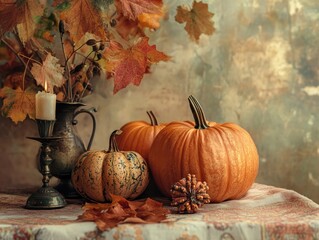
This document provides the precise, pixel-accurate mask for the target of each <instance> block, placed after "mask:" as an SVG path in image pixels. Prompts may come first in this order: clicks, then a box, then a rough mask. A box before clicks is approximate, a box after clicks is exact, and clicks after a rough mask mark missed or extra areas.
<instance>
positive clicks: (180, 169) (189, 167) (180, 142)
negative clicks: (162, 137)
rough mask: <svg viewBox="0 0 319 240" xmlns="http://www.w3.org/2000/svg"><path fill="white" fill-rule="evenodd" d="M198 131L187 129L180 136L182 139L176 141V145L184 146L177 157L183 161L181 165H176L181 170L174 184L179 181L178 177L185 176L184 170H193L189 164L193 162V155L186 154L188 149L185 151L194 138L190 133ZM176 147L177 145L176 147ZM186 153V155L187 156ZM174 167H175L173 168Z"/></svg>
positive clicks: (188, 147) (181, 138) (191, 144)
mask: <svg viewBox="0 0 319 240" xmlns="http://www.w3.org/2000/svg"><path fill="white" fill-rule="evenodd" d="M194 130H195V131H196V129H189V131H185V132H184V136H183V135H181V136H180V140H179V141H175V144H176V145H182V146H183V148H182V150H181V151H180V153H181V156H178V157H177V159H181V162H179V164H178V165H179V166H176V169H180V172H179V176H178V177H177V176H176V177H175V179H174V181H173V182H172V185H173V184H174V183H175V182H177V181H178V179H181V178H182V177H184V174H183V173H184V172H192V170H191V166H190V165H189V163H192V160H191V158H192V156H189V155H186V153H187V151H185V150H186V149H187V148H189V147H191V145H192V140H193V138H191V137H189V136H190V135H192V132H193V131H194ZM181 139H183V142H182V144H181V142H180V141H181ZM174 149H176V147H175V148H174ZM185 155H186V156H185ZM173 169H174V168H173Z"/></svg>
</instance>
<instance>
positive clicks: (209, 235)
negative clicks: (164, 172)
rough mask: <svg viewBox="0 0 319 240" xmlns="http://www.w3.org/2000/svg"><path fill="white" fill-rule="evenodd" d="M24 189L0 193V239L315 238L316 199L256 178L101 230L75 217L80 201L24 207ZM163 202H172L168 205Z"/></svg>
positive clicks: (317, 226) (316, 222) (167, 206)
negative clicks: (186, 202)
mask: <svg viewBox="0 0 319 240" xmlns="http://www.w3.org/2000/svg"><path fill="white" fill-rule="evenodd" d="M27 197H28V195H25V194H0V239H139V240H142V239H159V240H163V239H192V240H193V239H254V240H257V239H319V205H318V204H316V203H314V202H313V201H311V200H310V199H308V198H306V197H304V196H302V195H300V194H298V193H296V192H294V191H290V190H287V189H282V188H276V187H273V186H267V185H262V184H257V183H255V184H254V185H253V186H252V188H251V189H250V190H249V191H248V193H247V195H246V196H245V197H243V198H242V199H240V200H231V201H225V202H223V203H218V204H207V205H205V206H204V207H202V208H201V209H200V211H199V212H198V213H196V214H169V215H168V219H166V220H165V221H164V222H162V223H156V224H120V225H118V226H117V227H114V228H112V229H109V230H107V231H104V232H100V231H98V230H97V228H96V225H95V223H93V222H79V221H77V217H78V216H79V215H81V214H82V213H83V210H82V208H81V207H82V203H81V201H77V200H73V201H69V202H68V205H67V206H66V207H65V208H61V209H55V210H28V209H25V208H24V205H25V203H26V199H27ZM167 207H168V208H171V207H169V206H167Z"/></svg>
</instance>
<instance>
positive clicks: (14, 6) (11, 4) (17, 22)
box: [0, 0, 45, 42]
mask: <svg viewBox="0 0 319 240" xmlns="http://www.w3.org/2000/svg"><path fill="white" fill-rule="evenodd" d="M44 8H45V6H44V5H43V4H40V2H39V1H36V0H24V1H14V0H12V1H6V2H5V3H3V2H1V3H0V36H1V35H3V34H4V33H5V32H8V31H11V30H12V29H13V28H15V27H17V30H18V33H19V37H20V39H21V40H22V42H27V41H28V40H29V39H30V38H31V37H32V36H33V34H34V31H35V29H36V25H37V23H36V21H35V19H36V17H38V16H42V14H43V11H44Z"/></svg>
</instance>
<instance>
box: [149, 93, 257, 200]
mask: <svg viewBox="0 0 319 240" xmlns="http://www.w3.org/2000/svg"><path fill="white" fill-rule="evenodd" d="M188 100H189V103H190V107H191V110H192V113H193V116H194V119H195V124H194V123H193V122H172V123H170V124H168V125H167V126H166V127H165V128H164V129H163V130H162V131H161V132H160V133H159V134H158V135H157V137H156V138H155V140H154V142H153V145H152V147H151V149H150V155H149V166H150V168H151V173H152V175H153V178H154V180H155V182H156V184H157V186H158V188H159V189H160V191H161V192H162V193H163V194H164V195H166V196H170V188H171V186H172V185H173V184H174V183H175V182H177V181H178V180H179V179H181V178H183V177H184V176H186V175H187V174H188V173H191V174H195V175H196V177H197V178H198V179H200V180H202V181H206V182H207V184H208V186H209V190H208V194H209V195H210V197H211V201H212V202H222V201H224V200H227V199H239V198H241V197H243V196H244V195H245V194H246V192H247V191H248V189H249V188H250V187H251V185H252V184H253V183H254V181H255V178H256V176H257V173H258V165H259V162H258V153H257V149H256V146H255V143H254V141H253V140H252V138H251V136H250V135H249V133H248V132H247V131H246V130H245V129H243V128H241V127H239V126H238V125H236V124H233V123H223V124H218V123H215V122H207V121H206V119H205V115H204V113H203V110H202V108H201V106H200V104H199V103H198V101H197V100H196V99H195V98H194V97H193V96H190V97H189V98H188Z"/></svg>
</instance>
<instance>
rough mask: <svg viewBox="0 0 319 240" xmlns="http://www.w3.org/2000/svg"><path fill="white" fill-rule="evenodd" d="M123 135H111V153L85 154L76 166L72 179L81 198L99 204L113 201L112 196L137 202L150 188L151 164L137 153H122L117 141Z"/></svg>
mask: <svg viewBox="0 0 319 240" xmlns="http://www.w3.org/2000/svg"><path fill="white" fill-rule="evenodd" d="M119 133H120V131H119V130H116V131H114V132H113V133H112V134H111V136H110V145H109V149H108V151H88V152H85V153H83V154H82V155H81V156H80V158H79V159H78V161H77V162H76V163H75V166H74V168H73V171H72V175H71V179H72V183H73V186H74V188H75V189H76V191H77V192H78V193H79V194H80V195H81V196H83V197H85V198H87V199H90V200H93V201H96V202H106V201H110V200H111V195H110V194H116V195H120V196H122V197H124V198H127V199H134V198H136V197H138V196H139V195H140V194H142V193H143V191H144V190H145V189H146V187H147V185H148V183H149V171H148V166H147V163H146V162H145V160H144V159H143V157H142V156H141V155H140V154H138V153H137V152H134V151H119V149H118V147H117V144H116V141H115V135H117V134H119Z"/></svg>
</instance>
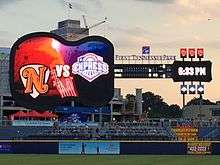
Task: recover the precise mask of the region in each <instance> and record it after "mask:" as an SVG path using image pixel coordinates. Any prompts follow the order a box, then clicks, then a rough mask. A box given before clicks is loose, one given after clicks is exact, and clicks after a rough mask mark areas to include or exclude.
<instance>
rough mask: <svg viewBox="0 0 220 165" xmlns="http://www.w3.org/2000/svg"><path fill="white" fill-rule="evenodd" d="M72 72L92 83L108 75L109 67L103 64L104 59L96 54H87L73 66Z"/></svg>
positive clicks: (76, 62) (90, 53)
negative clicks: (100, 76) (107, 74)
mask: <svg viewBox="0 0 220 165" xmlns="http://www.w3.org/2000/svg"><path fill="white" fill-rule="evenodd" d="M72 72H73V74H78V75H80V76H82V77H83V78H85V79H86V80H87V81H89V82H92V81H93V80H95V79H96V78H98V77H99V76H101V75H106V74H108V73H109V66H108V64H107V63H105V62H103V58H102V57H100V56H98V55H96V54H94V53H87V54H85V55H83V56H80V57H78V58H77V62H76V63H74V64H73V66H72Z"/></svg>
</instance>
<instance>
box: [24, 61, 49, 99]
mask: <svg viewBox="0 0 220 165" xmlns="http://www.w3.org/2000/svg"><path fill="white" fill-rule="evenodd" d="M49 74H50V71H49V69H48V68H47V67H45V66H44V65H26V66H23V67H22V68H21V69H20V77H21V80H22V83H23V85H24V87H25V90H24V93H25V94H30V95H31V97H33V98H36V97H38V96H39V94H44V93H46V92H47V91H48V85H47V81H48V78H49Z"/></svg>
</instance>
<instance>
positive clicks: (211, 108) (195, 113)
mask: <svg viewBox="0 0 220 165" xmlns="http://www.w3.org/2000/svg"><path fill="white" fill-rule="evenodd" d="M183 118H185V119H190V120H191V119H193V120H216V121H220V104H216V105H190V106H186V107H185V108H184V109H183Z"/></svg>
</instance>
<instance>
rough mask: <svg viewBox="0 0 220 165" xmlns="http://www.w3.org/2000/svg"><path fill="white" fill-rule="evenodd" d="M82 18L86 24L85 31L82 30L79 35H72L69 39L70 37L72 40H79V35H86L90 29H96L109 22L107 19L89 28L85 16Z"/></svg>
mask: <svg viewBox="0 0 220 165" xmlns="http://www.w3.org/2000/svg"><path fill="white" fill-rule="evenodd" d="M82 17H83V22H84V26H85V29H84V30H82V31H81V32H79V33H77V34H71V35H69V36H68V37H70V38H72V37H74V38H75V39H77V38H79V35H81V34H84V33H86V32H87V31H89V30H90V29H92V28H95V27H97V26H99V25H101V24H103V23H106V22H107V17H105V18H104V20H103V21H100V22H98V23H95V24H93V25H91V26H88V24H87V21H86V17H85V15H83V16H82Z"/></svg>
━━━━━━
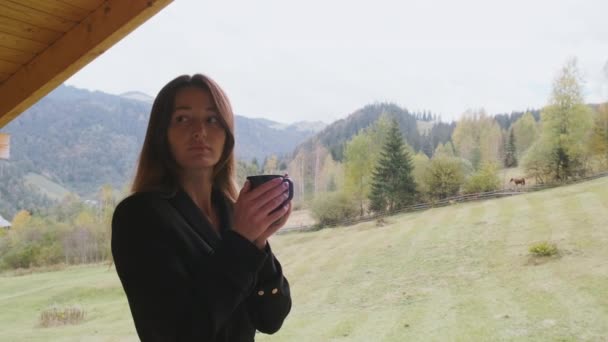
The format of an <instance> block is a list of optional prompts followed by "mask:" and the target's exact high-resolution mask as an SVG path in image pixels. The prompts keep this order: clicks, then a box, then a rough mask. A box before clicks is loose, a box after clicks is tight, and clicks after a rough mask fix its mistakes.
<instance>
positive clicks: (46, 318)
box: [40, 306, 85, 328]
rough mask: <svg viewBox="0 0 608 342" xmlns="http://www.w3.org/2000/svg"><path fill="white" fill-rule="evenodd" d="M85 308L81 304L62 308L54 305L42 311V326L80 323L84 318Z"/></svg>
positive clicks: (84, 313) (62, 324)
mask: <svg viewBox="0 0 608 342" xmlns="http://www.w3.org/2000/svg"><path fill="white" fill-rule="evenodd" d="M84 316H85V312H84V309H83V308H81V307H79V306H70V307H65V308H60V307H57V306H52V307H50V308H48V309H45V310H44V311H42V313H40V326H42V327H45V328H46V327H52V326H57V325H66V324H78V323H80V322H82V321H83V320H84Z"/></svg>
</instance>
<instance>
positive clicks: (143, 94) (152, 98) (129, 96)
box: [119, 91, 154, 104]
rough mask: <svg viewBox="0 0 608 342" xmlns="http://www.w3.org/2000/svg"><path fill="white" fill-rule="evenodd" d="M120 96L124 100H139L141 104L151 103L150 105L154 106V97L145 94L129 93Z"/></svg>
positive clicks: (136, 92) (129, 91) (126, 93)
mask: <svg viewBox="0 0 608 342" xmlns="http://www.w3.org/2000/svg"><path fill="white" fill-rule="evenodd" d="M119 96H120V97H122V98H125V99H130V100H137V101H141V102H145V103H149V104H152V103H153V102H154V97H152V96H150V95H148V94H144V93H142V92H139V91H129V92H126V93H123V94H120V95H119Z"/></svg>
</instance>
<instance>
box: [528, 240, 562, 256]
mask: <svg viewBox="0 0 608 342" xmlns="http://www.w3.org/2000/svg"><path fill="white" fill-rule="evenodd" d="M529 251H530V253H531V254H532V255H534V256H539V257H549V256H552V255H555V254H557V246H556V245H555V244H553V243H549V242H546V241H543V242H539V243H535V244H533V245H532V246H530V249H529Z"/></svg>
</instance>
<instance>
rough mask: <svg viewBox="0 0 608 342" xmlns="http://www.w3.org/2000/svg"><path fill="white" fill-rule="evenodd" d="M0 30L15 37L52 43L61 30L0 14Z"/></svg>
━━━━━━
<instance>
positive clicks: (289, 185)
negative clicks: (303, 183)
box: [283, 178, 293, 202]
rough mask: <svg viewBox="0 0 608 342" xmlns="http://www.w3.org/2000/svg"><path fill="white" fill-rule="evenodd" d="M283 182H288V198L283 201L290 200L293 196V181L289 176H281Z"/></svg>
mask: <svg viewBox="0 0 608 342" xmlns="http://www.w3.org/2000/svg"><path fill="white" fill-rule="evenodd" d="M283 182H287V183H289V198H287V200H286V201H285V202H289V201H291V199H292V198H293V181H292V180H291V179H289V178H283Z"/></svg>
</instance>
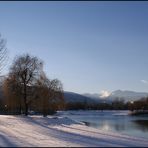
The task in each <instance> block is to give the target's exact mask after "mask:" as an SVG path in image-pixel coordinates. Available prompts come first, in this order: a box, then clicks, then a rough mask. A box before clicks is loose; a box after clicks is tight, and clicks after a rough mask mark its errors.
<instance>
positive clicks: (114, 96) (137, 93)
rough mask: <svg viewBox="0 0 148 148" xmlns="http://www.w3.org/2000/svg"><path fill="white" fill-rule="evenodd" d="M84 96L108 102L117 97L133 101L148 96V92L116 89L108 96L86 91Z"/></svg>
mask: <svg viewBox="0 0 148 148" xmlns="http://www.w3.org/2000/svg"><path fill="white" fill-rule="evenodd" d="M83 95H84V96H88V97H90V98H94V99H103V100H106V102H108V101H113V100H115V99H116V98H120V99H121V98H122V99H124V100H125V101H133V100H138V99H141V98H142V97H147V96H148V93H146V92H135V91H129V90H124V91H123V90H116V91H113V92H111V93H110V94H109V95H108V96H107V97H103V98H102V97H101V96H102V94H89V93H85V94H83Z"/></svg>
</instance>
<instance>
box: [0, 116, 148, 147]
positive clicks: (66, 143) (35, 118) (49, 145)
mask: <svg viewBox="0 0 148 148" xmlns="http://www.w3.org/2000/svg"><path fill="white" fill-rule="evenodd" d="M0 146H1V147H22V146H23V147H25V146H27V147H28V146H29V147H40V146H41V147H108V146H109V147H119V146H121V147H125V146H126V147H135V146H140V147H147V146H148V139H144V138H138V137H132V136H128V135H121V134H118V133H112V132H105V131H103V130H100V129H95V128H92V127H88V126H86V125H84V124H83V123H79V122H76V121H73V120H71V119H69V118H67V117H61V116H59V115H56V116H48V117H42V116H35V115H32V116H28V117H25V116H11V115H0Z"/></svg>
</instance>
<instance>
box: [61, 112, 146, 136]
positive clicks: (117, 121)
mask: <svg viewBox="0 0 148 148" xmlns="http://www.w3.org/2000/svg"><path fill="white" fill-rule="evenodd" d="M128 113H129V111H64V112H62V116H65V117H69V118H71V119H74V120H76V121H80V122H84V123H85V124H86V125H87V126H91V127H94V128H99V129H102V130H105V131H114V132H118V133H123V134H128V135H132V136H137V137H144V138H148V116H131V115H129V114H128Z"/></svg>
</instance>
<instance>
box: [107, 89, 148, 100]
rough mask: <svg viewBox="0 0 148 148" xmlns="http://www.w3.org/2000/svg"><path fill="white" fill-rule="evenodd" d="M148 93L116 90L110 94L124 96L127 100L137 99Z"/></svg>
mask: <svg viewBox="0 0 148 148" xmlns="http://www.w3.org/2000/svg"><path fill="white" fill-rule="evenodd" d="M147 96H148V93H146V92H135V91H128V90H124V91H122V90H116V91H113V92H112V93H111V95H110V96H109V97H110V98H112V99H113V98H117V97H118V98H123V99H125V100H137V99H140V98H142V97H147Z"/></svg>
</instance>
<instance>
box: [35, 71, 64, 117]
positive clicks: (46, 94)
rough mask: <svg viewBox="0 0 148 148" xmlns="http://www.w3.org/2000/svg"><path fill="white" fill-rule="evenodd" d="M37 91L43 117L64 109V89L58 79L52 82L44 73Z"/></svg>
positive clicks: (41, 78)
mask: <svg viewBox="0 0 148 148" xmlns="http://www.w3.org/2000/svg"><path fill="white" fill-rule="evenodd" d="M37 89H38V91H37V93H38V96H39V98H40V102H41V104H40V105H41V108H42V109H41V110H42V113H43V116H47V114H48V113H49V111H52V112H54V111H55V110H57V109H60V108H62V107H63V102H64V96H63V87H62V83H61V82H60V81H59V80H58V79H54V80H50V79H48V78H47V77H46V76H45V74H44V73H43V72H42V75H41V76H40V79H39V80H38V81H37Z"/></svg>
━━━━━━
** WHAT THE EXERCISE ASKS **
Line count for the string "precise": please say how many lines in the entries above contain it, with no other words.

** RESPONSE **
2